Although some mental health professionals have complained that part of the overhaul includes cuts in services, Walley denies that. He said the department has allocated $9.8 million for mental health services this fiscal year alone.

The first phase of the new management program, costing $165,000, will start in Jefferson County and launch in the rest of the state within a year. It will include a new application process that will confirm licenses and educational attainment and will conduct a criminal background check, things that have not consistently happened in the past, Walley said.

There also will be a review of work experience, references and qualifications for certain services.

The result will be a database of qualified professionals that will help DHR send clients to the right mental health professionals for their needs, Biasini said. A panel of university experts, ranging from social workers to psychologists and psychiatrists, will review applicants.

The second phase, which will take place over two years and cost $210,000, will develop standards of care that include policies and procedures for counties and caseworkers, creating workshops to educate workers, court personnel and providers.

At least one group of mental health professionals and foster parents has started a letter-writing campaign to state officials to protest what they see as systematic cuts to mental health services.

Jewel Euto, a licensed professional counselor who works in Cullman, Morgan, Limestone and Marshall counties, said the group's first meeting drew about 12 people.

Euto claims DHR started eliminating counseling throughout the state at the first of the year. Her DHR client base dropped from 30 to 35 people a week down to five. And she said the clients have not been reassigned to other counselors, but were told their services were being stopped.


"I have one mother who is going to be cut off in the next few months," Euto said. "If she doesn't have continuity of service and her medications, the chances of getting her children back are zero."

Donna Harris, a social work educator at Alabama A&M University, said many of her former students work for DHR or are contracted by DHR for services. She said most of them would support more oversight, but not what they see as a decrease in mental health services for DHR clients.

She said she knows of five counties where mental health services have all but stopped, and input from counselors was not considered.

"Sometimes positive change has unintended negative consequences," Harris said. "Something has happened. I have heard from a number of providers who were losing, fairly abruptly, their DHR clients."

Walley said he expected "wailing and gnashing of teeth" from service providers, many who base their entire practice and incomes on DHR clients, he said. But Walley maintains mental health services have not been cut.

He said several red flags over the past year made him realize the department needed to better manage these services.

For instance, UAB alerted DHR that a man contracted by the department for mental health services actually studied law, Walley said.

Then Walley learned after a review of cases by DHR's county directors that many clients were "eternally" in counseling, but without a plan outlining the desired outcome. Contracted counselors would literally repeat the same progress report week after week, he said.

In other cases, Walley was told that DHR was paying hourly rates for licensed counselors for activities that were more along the lines of Big Brother/Big Sister type relationship, such as taking a child to a fast food restaurant.

Chris Monceret, DHR director in Shelby County, said after reviewing cases in her county, changes were implemented. Social workers discovered that some children had been in counseling for three years and had long since stabilized, but services continued week after week.

"It was pretty amazing," she said. "I understand this is hitting some people in the pocketbook, but we wanted to look at each case honestly, and we did.

§ TASK ITEM:
Please answer these questions about the article on DHR mental health services:
1. How much will the first phase of the new management program cost?
2. Over how many years will the second phase take place?
3. To how many people a week did Jewel Euto's DHR client base drop?

§ RECORDS SUPPLIED:
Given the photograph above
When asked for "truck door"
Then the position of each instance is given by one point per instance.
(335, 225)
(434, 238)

* * *

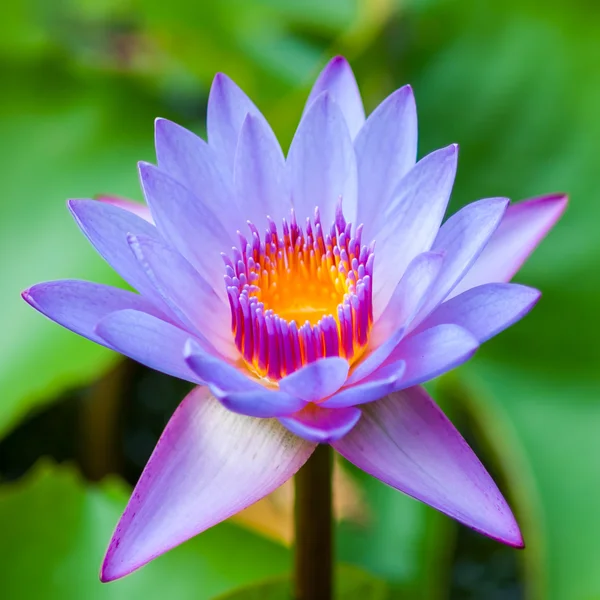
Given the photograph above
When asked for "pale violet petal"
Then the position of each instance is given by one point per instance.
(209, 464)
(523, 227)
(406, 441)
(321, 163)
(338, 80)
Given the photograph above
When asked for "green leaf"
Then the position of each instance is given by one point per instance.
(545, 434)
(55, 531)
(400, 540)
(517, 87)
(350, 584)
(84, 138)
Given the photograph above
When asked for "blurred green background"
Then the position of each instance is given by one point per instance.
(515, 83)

---

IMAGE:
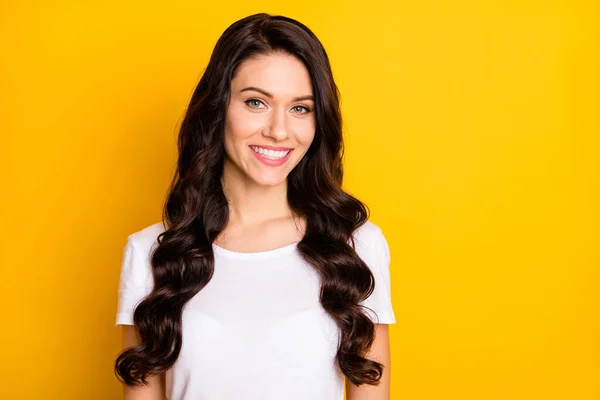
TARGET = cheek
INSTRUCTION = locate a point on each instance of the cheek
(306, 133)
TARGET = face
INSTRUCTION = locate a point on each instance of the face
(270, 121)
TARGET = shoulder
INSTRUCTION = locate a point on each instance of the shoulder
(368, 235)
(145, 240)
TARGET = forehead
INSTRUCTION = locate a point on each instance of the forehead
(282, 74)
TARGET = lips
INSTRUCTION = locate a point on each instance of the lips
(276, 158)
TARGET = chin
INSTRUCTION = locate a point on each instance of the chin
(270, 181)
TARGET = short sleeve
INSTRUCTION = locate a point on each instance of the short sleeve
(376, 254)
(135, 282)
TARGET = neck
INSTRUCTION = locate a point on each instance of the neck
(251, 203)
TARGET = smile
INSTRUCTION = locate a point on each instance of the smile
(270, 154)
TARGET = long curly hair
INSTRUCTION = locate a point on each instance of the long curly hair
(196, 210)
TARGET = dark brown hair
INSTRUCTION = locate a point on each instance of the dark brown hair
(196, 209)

§ TASK SOLUTION:
1. $165,000
2. Two years
3. Five